Pull out every line of the data below that contains the string "clicks", and copy each one in full.

INFORMATION SHOWN
============================================================

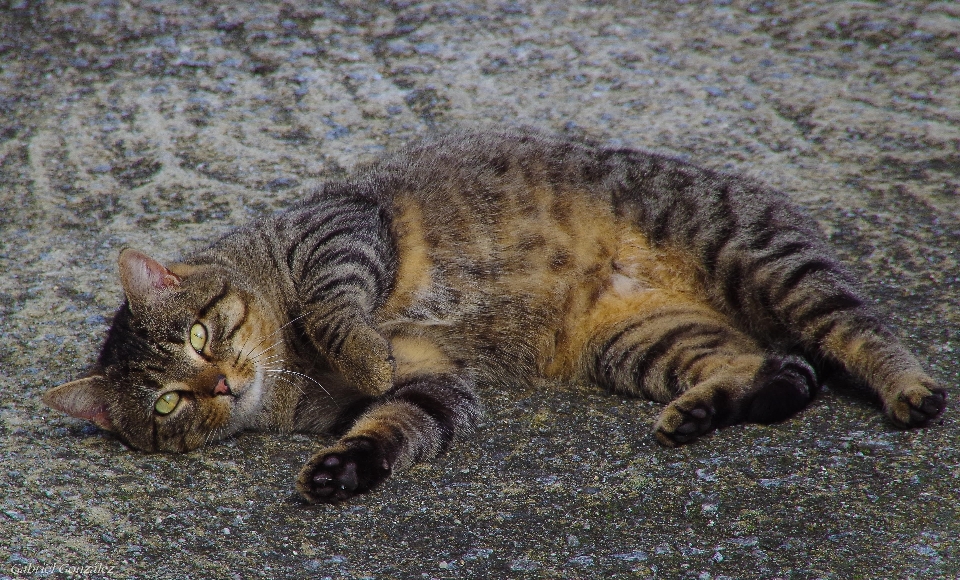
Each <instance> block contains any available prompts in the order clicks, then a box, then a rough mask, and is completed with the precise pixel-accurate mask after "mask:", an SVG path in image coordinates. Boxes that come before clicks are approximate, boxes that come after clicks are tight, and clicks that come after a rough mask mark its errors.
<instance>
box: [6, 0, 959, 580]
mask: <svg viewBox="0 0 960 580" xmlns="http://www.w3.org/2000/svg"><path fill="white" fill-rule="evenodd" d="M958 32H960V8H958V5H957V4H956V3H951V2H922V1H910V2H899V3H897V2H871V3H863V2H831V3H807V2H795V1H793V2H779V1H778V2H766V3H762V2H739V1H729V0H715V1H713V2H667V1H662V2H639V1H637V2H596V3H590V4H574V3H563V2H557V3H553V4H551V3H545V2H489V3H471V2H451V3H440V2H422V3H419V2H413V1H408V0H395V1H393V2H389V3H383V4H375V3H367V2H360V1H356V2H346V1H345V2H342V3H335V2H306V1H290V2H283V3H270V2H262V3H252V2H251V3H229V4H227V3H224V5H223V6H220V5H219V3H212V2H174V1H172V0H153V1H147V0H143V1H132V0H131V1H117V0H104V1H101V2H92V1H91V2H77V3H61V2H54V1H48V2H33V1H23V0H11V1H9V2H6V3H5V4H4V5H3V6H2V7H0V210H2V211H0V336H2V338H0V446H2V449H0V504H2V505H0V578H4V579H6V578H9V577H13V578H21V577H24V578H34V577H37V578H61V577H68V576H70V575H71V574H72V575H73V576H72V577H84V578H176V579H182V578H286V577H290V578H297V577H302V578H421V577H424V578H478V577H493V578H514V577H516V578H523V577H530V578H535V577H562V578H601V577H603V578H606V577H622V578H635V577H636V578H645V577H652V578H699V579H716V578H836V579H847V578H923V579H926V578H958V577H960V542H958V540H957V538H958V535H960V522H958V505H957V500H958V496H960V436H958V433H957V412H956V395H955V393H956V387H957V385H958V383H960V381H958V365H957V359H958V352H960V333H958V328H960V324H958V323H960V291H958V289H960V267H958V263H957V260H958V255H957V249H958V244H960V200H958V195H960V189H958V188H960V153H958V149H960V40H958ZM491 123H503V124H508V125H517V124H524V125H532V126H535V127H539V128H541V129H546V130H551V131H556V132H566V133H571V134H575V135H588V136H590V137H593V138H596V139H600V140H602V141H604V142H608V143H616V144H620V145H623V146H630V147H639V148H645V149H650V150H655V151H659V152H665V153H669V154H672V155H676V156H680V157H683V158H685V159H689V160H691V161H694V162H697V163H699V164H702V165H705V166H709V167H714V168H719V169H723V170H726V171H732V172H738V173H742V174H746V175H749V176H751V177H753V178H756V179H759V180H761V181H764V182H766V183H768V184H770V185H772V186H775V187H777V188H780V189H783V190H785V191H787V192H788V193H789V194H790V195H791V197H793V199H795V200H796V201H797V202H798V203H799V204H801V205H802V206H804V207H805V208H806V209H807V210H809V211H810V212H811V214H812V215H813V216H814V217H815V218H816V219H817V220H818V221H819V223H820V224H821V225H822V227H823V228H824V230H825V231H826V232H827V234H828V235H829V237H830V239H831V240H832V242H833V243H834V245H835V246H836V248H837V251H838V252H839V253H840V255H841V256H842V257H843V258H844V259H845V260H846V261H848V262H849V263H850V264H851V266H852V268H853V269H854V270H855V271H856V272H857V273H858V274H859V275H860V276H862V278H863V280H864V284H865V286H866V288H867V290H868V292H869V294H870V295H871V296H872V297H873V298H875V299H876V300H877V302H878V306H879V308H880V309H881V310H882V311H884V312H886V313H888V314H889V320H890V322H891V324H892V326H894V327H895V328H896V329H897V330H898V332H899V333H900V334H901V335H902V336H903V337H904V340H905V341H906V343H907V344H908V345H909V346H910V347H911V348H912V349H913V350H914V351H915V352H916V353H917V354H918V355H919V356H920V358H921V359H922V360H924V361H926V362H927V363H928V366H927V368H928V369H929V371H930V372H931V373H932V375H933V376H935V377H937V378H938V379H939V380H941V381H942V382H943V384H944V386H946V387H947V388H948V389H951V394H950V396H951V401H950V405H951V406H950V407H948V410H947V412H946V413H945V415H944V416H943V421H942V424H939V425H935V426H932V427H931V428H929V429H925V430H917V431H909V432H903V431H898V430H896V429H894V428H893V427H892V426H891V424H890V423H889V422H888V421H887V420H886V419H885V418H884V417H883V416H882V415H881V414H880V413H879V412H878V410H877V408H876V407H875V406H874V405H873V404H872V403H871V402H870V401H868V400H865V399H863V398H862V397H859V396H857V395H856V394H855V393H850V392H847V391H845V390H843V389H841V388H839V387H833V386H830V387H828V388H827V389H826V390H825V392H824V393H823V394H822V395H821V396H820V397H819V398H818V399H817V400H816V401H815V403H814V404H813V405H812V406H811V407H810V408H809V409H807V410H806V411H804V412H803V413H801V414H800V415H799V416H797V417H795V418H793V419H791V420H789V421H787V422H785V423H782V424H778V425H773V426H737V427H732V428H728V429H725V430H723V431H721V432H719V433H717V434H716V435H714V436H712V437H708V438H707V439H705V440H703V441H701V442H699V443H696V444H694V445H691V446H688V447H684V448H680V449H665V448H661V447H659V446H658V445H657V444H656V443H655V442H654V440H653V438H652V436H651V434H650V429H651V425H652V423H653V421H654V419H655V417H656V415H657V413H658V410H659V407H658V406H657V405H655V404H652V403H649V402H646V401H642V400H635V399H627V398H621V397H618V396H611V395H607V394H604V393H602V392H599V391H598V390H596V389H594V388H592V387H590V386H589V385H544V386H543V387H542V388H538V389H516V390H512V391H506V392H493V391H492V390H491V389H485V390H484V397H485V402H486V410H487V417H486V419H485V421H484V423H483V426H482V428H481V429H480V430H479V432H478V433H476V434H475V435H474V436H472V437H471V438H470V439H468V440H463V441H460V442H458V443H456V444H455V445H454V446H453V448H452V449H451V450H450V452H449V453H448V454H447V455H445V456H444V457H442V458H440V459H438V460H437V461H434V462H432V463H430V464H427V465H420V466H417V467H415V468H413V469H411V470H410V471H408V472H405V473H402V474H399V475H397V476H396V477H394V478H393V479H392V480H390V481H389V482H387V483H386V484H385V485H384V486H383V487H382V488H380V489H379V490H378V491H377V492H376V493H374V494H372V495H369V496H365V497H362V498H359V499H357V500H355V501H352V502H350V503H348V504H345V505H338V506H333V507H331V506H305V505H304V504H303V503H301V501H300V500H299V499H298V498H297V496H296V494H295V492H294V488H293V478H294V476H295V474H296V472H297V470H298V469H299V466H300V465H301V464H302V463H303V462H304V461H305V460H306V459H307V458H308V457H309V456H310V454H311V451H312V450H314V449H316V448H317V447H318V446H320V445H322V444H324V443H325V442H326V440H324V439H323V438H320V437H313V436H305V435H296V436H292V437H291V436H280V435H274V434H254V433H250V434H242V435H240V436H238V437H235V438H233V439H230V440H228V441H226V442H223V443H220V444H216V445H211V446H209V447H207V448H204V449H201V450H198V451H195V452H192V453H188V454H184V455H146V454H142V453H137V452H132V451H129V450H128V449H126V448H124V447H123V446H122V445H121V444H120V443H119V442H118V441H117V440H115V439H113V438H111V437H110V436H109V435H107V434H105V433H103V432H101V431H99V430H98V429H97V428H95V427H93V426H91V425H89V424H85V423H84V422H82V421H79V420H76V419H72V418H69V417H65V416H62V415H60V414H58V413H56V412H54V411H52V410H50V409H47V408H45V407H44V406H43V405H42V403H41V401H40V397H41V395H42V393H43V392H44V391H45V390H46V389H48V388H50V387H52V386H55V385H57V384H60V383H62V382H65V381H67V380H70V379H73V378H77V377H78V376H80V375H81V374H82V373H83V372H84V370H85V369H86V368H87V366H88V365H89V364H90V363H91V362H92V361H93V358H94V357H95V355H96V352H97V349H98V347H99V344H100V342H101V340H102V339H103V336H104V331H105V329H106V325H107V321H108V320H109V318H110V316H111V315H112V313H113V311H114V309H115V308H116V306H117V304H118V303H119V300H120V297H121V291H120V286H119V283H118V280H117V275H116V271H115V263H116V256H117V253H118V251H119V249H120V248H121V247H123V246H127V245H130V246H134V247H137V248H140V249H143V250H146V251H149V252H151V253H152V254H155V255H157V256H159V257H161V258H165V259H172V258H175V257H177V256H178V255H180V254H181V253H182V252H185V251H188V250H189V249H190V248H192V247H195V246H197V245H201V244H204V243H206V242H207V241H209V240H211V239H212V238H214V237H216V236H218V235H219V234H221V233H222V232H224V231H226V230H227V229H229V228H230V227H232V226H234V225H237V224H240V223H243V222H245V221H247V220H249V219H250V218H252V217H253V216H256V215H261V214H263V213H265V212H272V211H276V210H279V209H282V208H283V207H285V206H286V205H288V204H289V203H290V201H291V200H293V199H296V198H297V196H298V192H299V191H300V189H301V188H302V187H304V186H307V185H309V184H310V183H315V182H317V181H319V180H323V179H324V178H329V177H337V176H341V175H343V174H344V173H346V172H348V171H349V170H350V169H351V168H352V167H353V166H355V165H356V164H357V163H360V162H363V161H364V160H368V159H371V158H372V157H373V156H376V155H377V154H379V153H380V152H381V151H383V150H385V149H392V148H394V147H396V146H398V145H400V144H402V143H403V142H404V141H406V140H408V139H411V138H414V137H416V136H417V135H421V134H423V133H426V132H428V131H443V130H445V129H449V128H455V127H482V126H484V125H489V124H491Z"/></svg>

============================================================

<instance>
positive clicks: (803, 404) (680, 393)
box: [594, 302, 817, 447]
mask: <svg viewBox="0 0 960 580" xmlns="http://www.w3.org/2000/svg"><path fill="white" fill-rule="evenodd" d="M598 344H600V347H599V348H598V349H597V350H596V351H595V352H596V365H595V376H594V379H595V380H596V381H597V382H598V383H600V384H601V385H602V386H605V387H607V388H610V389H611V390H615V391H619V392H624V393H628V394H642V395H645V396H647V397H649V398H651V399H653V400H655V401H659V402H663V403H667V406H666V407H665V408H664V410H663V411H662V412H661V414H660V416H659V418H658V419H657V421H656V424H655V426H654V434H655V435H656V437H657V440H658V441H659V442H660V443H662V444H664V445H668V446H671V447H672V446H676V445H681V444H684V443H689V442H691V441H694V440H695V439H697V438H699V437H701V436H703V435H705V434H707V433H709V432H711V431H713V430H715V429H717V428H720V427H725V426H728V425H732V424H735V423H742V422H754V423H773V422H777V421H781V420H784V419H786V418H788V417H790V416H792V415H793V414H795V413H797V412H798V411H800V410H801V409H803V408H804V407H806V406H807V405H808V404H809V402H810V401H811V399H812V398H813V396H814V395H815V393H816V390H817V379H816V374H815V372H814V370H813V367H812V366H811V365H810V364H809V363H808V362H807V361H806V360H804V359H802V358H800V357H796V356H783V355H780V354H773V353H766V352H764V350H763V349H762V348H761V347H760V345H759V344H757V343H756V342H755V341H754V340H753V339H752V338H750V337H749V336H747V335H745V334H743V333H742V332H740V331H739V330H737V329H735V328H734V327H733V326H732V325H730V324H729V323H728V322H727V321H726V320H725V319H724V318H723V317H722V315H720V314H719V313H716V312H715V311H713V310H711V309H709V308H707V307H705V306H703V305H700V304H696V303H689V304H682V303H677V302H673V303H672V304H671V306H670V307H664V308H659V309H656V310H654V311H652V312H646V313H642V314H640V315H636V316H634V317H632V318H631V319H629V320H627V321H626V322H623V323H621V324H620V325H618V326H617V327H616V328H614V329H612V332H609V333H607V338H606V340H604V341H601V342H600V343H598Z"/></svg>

============================================================

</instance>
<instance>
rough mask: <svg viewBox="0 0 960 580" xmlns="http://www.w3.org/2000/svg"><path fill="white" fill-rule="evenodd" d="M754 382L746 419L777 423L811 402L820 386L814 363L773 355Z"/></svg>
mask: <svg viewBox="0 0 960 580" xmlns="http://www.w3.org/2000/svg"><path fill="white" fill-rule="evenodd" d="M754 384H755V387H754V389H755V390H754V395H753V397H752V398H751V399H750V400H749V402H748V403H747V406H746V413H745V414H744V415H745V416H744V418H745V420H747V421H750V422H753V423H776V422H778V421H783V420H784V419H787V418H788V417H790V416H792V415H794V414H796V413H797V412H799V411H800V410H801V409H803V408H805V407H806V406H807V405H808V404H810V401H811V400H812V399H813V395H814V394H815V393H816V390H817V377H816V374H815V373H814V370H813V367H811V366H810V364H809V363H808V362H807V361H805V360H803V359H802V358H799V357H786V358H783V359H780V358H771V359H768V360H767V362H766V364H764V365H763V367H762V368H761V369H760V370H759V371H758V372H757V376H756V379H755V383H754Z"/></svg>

============================================================

ANSWER SECTION
Each <instance> block contains any available prompts in the order clicks, then a box, then a rough mask, and is completed with the precise pixel-accurate mask after "mask:", an SVG path in image coordinates. Boxes that come before clicks are approximate, boxes that come after clicks are tight, and clicks that come after a rough mask mark its errors.
positive clicks: (803, 404) (680, 393)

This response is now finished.